Data listing:

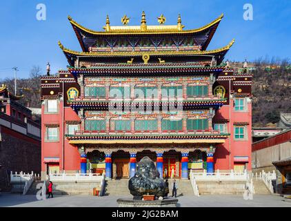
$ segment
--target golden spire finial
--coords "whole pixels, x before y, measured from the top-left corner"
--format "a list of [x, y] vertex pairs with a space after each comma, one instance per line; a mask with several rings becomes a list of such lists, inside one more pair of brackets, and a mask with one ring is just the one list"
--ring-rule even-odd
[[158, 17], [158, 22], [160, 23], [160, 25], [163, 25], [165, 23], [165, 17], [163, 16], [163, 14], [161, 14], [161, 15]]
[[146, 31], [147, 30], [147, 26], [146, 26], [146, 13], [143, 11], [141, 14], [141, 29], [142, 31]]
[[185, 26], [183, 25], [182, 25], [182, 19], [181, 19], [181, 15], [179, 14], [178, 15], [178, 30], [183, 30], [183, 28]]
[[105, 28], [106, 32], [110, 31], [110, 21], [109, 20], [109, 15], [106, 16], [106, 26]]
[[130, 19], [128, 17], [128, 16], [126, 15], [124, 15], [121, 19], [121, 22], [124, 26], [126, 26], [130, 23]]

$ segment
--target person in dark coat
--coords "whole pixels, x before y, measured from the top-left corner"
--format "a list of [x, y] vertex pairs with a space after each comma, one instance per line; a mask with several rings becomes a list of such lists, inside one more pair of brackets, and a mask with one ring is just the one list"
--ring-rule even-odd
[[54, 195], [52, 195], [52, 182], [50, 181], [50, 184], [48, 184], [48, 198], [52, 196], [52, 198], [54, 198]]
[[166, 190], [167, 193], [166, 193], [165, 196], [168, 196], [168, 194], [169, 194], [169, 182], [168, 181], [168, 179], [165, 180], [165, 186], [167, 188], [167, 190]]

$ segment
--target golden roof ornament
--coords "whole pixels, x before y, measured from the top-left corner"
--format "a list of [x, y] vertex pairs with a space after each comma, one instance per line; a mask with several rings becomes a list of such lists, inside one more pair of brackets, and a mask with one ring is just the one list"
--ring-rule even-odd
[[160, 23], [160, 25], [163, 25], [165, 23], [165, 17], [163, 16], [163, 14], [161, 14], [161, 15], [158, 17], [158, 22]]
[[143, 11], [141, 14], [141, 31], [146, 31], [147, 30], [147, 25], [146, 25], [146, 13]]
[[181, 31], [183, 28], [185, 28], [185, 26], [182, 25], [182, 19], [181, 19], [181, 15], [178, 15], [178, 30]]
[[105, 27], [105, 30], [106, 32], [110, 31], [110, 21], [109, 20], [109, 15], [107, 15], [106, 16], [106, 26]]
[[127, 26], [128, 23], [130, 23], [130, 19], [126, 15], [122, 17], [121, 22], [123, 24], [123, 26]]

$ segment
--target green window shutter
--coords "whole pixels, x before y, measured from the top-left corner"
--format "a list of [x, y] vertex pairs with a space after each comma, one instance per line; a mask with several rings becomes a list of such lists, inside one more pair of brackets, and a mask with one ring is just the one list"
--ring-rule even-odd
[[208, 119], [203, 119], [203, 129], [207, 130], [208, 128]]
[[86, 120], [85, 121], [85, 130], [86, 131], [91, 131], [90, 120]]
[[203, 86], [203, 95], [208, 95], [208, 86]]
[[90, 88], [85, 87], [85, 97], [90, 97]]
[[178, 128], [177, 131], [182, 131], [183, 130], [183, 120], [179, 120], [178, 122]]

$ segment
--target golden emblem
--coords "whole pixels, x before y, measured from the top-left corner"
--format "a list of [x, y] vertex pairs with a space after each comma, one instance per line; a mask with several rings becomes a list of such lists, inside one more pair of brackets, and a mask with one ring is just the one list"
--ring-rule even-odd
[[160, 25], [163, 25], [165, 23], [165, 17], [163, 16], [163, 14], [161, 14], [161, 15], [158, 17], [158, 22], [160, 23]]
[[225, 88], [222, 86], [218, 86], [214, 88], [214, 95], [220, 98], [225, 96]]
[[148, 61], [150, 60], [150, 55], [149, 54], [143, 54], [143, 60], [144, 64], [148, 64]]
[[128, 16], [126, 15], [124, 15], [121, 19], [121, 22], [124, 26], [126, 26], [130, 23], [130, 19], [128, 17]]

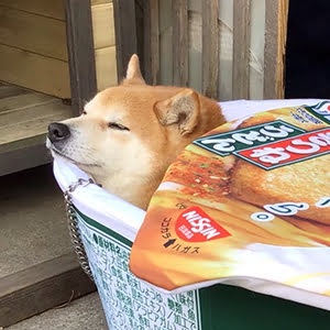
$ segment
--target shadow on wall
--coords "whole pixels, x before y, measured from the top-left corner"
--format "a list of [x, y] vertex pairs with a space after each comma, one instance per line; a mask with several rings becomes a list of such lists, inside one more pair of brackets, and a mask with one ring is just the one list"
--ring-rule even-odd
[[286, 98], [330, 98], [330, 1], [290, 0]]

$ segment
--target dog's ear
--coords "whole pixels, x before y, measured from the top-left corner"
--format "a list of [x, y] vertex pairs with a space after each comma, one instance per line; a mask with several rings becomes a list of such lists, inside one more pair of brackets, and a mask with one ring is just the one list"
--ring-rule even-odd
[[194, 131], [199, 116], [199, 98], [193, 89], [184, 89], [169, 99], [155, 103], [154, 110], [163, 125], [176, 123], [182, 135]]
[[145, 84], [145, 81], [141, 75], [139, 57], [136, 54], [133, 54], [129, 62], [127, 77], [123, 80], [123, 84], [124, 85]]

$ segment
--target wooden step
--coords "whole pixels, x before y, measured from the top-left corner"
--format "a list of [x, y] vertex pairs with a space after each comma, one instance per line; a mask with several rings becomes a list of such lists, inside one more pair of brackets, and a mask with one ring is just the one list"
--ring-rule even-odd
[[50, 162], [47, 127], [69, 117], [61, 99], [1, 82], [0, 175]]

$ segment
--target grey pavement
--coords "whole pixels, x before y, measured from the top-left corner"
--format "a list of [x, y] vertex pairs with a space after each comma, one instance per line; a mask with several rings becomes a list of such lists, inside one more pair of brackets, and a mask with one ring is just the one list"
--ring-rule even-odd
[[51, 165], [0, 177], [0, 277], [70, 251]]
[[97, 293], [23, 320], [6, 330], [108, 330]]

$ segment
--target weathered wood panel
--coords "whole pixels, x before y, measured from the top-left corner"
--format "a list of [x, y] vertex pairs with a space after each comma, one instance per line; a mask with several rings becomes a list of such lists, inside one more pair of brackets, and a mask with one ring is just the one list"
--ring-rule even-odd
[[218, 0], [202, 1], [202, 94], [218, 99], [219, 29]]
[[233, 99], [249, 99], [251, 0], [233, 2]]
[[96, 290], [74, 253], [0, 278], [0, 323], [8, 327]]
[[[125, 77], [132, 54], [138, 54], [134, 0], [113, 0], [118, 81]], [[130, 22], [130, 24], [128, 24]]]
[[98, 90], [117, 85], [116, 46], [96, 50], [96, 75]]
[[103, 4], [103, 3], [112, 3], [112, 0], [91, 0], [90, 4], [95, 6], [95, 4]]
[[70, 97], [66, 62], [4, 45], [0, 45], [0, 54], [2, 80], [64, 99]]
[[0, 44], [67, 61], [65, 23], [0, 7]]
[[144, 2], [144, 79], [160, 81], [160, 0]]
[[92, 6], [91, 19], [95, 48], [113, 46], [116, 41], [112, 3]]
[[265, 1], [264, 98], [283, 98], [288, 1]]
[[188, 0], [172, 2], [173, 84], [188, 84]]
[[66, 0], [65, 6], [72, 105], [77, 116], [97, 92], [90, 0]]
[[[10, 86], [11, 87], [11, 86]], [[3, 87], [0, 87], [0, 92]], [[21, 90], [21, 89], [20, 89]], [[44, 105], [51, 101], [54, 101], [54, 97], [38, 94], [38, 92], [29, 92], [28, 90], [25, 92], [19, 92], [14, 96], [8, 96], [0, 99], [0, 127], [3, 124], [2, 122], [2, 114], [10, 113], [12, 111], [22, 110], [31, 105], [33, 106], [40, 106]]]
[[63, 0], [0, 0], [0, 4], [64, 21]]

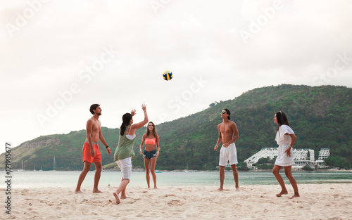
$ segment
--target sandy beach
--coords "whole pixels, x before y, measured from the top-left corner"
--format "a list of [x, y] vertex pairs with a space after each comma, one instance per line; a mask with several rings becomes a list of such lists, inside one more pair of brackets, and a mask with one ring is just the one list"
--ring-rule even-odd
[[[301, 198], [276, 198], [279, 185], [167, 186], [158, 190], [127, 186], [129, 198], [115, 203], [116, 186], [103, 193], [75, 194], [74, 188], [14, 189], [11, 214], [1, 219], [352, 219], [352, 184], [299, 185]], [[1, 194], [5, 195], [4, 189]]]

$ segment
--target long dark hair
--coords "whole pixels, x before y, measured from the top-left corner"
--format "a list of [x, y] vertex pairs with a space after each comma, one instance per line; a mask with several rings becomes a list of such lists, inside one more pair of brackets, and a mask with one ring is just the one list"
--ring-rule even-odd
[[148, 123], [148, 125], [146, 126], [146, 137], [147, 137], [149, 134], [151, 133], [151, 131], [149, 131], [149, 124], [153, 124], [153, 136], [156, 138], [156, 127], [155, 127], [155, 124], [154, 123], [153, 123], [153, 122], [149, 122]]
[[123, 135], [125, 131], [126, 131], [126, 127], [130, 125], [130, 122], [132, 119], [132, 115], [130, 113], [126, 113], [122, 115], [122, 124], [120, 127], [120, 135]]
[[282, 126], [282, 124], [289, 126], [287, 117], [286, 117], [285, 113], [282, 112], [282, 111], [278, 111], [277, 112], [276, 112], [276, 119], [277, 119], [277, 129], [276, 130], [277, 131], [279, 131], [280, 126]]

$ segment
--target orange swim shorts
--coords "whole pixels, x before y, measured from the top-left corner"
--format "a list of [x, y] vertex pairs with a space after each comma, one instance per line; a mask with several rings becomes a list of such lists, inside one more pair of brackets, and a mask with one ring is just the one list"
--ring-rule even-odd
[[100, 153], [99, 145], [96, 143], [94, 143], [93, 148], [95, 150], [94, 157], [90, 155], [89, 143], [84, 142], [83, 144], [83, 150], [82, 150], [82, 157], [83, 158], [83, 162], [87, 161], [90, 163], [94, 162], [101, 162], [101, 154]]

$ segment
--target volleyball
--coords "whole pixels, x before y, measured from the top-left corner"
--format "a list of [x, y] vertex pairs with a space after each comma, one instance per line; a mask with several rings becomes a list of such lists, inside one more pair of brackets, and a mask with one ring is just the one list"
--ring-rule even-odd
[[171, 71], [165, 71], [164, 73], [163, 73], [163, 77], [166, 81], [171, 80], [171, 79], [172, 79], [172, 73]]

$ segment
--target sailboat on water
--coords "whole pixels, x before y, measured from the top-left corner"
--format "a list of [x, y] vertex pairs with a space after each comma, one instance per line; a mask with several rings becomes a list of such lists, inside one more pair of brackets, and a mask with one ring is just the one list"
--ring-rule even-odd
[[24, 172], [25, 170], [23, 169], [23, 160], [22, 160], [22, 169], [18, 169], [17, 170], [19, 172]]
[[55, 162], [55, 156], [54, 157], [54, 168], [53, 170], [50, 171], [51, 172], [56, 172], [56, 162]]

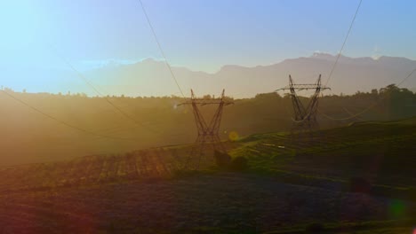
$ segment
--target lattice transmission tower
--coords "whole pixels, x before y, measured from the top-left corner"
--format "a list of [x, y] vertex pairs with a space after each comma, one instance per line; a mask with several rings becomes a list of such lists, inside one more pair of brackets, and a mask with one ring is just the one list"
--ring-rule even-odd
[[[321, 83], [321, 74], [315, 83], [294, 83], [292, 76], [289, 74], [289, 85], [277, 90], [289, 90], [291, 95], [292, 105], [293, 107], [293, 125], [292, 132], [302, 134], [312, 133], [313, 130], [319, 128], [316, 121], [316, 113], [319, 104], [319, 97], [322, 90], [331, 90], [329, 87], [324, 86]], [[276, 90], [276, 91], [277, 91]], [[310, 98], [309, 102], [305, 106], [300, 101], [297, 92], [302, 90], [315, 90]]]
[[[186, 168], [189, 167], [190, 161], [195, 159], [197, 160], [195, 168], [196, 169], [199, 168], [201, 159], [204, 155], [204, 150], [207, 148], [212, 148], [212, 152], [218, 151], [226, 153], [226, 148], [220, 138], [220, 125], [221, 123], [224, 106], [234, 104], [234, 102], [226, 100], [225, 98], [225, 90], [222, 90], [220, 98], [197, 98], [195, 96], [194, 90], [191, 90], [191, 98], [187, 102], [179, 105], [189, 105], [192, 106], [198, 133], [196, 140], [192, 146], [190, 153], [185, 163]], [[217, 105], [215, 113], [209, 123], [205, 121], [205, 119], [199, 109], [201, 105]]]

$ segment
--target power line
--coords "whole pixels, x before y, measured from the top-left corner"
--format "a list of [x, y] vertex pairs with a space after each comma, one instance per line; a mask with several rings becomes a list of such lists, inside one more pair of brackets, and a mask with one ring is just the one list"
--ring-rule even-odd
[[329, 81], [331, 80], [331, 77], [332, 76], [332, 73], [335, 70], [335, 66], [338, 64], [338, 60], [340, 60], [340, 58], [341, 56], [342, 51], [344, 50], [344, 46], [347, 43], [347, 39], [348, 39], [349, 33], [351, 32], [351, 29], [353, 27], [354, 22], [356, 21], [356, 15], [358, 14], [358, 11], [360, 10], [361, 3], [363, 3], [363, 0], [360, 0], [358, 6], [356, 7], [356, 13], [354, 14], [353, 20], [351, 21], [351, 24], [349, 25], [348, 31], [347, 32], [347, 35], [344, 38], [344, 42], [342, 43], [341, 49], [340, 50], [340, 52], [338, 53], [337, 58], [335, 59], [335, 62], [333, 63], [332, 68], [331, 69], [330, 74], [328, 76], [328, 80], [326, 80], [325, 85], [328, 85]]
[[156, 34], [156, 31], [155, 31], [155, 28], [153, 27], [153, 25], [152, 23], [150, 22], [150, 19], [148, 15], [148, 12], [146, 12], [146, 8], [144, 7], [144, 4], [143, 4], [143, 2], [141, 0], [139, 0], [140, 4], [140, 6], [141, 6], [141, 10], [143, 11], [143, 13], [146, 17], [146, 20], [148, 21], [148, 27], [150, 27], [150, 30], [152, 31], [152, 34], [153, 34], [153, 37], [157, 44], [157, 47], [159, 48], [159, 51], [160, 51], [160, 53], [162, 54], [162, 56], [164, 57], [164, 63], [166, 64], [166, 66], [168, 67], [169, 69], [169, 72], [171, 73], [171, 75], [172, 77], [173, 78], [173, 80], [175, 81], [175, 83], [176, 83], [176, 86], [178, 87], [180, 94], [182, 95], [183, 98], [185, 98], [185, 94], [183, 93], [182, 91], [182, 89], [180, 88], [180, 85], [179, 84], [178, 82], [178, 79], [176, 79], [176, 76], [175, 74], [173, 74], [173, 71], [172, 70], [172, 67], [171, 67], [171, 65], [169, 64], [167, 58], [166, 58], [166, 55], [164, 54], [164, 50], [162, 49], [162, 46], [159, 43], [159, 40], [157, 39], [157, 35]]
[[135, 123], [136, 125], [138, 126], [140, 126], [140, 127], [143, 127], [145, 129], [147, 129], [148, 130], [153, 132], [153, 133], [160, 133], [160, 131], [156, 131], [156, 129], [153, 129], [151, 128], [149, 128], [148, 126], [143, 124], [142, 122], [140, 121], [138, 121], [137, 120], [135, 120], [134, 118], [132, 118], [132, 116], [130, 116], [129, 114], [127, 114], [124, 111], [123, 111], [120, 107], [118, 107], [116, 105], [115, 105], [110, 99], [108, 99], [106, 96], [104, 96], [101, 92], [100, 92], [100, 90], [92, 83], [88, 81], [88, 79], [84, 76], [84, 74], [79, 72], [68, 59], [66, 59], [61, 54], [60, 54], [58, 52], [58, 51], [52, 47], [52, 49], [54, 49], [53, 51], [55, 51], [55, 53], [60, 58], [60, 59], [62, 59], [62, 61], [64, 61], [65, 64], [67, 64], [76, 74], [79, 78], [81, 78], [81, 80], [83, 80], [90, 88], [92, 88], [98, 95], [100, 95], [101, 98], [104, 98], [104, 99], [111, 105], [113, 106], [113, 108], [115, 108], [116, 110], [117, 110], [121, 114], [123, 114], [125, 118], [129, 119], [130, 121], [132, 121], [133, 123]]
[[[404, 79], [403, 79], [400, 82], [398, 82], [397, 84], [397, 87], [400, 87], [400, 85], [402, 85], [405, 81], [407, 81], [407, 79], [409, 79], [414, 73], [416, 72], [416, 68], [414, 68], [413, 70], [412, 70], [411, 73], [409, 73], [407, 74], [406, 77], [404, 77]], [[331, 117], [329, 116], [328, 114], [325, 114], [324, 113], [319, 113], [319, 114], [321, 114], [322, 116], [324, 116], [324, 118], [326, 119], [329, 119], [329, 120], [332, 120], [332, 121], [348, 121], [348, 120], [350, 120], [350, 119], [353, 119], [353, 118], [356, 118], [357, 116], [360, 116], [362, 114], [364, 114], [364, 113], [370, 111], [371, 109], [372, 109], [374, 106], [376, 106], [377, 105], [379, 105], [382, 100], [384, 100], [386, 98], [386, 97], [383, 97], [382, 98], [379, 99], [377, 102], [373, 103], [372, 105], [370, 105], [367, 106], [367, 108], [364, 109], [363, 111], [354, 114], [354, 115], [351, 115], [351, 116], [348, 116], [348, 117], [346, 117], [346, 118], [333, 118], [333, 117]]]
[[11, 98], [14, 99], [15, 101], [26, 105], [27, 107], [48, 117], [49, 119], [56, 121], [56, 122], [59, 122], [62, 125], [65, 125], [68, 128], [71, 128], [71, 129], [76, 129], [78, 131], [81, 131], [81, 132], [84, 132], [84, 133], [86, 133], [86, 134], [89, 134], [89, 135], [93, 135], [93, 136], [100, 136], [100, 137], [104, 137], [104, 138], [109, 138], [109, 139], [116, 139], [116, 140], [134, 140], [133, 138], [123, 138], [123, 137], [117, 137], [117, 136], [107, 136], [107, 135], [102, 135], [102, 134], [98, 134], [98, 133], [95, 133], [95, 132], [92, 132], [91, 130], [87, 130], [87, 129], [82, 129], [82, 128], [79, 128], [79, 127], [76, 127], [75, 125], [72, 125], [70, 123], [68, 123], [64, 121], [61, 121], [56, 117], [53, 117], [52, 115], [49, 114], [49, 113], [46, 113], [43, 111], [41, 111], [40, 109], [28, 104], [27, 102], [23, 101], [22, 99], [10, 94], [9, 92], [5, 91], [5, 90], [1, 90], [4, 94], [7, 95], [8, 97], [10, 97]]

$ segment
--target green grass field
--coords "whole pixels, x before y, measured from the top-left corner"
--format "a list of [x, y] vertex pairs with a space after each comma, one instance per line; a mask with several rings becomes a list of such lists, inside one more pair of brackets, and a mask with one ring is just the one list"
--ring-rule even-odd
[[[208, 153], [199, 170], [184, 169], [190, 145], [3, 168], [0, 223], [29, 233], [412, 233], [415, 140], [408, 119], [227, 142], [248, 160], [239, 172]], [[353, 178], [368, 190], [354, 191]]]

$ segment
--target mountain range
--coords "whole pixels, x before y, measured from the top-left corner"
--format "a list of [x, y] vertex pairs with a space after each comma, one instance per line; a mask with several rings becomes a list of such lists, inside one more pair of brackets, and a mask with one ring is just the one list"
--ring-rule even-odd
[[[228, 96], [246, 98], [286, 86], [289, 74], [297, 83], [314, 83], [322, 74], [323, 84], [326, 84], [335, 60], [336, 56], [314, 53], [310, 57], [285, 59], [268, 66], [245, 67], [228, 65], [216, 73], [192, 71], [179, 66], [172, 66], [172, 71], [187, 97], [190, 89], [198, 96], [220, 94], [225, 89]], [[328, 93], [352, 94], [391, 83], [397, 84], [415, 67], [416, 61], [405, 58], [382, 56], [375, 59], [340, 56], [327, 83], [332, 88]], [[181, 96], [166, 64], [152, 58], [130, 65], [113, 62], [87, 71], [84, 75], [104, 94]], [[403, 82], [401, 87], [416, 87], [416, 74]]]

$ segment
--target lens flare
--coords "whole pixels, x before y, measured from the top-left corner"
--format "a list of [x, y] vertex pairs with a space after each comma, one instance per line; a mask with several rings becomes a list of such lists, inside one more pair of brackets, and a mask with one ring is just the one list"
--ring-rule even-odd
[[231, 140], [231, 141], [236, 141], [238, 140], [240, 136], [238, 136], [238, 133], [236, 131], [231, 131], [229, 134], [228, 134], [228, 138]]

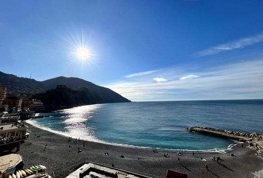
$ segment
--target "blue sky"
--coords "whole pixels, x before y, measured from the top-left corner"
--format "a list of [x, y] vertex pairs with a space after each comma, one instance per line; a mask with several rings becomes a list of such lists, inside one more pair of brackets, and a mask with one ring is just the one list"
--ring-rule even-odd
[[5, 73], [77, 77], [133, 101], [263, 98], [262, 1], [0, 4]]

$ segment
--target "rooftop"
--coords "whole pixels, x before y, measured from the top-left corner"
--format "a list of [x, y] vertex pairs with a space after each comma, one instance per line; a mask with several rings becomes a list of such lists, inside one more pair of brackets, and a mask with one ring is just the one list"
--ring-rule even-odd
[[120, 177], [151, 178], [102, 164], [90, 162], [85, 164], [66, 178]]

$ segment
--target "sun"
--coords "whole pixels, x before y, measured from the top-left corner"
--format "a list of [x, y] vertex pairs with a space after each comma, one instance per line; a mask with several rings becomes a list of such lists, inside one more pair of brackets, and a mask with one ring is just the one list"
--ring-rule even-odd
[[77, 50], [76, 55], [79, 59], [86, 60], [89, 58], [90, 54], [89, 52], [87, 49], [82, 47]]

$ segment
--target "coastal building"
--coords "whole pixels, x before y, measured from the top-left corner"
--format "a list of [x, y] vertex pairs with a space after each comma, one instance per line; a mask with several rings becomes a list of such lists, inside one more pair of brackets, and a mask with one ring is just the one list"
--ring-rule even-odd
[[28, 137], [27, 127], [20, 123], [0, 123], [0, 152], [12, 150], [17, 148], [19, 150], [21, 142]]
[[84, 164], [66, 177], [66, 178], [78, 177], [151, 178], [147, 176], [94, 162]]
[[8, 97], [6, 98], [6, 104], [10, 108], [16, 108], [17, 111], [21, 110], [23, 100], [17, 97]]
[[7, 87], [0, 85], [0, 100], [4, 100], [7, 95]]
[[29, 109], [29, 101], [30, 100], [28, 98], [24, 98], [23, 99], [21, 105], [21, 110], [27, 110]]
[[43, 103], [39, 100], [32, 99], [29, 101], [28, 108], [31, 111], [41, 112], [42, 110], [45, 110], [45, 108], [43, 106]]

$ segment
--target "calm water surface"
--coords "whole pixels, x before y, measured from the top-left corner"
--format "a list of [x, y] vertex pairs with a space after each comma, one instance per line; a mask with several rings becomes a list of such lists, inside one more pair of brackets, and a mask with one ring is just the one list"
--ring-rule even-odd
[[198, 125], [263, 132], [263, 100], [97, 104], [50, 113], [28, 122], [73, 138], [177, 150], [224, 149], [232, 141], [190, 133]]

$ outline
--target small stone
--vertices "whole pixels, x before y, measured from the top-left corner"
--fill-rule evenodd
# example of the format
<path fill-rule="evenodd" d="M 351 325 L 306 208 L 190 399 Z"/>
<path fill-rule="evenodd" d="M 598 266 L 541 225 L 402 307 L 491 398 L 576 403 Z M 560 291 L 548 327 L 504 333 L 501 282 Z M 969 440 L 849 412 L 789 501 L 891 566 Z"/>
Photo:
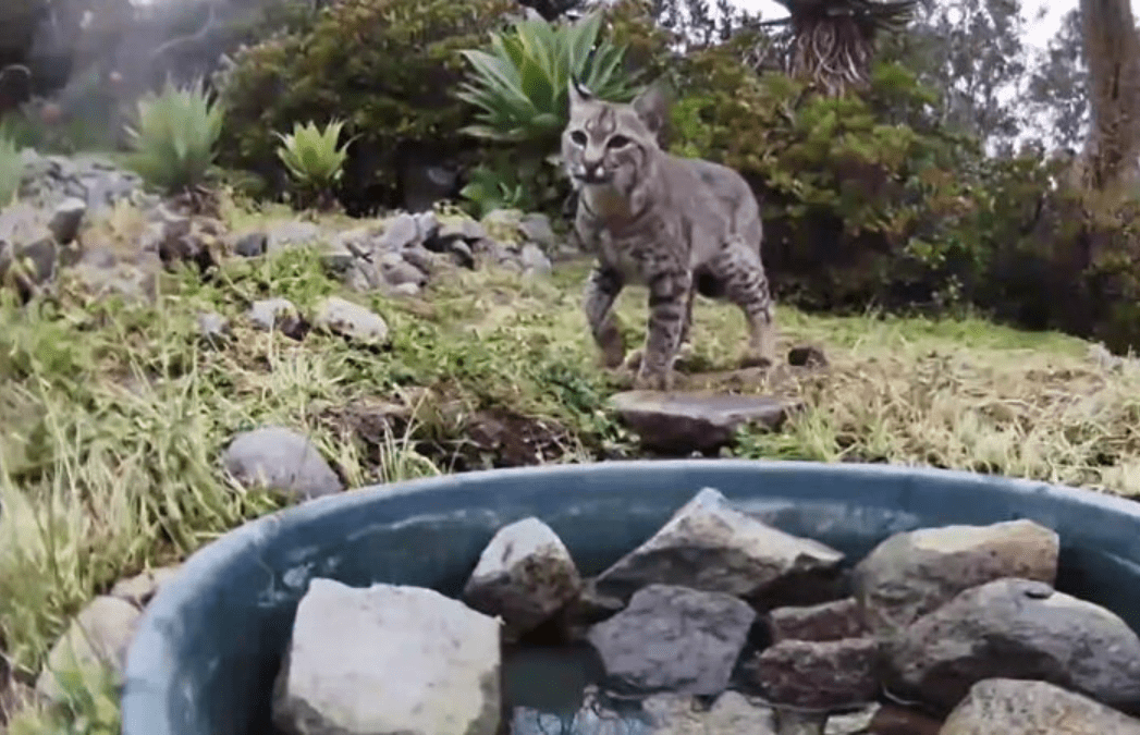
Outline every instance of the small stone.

The request: Which lines in the records above contain the string "water", with uppercase and lowercase treated as different? Find them all and copy each one in full.

Solution to this problem:
--target sailboat on water
--target "calm water surface"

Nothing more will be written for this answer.